What is expected
Locate every line in the entries below that contains the string "glass", matching case exactly, and copy each of those lines.

Entries from an annotation dataset:
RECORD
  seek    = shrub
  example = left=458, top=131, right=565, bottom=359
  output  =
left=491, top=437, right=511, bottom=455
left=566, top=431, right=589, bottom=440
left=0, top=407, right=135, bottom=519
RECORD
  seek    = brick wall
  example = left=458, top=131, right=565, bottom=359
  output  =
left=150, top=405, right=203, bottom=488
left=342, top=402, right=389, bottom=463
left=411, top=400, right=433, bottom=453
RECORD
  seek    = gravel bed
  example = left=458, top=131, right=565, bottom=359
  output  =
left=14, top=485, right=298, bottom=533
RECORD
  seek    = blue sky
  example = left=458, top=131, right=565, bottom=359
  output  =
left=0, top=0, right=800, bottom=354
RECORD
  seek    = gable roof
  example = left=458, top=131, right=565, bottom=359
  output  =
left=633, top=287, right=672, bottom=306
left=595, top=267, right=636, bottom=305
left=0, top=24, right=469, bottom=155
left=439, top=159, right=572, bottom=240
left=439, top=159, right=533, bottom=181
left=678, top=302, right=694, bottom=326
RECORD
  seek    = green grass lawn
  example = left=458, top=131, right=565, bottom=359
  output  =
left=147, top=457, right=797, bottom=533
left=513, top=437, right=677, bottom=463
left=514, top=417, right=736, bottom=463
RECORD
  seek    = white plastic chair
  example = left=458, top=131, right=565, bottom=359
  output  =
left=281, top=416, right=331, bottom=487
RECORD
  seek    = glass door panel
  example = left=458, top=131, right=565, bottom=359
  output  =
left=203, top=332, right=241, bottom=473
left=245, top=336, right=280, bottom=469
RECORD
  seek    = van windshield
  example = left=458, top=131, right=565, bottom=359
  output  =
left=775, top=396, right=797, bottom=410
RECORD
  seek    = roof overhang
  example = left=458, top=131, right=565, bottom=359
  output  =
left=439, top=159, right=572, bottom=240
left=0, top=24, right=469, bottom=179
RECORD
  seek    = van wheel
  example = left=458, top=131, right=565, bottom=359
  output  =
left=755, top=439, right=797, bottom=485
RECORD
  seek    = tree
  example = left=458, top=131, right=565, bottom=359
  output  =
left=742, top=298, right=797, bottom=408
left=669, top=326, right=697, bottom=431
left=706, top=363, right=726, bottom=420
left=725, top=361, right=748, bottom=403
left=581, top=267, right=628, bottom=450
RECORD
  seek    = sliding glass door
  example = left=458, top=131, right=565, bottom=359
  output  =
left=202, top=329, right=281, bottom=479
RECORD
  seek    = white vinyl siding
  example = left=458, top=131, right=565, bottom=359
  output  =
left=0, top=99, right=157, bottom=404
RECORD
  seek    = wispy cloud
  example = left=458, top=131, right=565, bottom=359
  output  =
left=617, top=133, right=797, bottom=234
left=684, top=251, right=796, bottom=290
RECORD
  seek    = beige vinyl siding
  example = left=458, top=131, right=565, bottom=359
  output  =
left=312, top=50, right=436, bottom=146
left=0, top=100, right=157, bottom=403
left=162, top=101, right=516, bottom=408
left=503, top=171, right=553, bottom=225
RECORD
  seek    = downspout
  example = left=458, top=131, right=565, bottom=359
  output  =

Solution
  seek    = glass door panel
  seek    = sliding glass door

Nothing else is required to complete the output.